Look over the lines below. Report each one that includes the string "white".

[Stored items]
/---

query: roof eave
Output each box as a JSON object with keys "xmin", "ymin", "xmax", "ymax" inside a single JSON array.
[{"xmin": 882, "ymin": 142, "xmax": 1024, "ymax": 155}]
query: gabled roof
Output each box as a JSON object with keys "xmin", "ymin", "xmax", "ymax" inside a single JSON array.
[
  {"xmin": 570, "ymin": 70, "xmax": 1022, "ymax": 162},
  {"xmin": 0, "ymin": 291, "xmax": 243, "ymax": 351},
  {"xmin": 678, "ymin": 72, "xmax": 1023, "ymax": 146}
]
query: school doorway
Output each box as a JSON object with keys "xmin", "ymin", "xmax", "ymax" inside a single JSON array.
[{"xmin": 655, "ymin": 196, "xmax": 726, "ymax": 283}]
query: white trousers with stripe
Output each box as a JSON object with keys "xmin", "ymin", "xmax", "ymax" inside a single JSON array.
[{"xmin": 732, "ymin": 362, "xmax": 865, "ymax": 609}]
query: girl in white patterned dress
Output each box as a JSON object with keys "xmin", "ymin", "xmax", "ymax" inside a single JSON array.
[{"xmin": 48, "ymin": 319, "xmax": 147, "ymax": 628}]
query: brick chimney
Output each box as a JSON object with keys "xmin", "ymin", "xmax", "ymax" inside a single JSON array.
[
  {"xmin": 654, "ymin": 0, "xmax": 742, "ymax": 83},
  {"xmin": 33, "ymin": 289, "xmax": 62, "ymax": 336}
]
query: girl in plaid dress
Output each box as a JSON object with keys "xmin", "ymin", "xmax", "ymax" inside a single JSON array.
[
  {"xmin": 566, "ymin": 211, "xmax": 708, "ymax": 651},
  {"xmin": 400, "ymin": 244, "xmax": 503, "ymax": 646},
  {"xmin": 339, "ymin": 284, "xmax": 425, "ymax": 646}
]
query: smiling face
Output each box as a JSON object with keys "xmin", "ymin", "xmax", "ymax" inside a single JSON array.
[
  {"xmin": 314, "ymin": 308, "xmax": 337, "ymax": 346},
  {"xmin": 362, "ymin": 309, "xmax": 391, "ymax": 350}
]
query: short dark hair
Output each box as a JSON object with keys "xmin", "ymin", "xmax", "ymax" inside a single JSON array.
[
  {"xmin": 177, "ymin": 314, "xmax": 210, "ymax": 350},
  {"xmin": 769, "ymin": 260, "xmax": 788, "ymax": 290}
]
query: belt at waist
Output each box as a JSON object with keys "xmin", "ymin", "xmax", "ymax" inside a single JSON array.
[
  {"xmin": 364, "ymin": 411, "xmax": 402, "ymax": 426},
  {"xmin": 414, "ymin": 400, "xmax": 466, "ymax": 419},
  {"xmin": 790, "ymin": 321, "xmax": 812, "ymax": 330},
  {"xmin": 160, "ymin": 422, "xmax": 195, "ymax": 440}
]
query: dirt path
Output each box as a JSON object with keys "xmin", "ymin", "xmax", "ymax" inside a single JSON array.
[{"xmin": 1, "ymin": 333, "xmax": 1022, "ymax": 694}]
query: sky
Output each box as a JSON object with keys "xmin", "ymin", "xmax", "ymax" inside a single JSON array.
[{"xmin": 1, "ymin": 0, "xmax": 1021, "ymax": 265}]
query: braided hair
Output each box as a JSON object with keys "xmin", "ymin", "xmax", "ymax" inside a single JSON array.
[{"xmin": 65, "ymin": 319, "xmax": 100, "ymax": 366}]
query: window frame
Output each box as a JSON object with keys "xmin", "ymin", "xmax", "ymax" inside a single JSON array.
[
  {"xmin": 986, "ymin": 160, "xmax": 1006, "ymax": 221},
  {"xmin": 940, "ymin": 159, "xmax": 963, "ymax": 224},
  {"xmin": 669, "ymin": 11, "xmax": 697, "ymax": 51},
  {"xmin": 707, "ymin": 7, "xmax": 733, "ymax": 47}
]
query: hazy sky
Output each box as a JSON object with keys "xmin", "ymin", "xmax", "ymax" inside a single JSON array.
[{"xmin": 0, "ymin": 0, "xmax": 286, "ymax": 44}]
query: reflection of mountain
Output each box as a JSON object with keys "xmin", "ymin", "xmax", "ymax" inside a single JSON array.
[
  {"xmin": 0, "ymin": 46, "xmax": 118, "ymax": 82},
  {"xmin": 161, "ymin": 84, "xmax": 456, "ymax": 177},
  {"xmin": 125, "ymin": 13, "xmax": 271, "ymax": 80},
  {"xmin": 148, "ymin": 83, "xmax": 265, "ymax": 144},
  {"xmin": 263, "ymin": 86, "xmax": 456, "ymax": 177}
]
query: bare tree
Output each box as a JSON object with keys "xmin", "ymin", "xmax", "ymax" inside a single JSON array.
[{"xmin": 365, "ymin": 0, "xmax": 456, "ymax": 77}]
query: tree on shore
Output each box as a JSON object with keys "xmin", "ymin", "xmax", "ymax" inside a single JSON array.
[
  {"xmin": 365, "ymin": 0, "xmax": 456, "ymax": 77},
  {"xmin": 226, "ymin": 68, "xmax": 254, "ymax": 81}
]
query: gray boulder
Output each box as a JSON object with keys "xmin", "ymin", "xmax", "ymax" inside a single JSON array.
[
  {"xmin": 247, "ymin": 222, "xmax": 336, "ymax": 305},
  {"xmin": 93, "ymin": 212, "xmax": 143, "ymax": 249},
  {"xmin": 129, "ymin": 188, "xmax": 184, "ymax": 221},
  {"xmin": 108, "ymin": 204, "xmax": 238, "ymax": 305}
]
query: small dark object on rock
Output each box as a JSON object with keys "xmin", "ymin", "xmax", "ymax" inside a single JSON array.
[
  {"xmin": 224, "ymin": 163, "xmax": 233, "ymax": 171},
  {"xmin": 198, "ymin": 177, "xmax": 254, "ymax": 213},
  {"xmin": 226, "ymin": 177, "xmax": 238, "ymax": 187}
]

\---

Answer section
query: white trousers with stripe
query: girl in white patterned dress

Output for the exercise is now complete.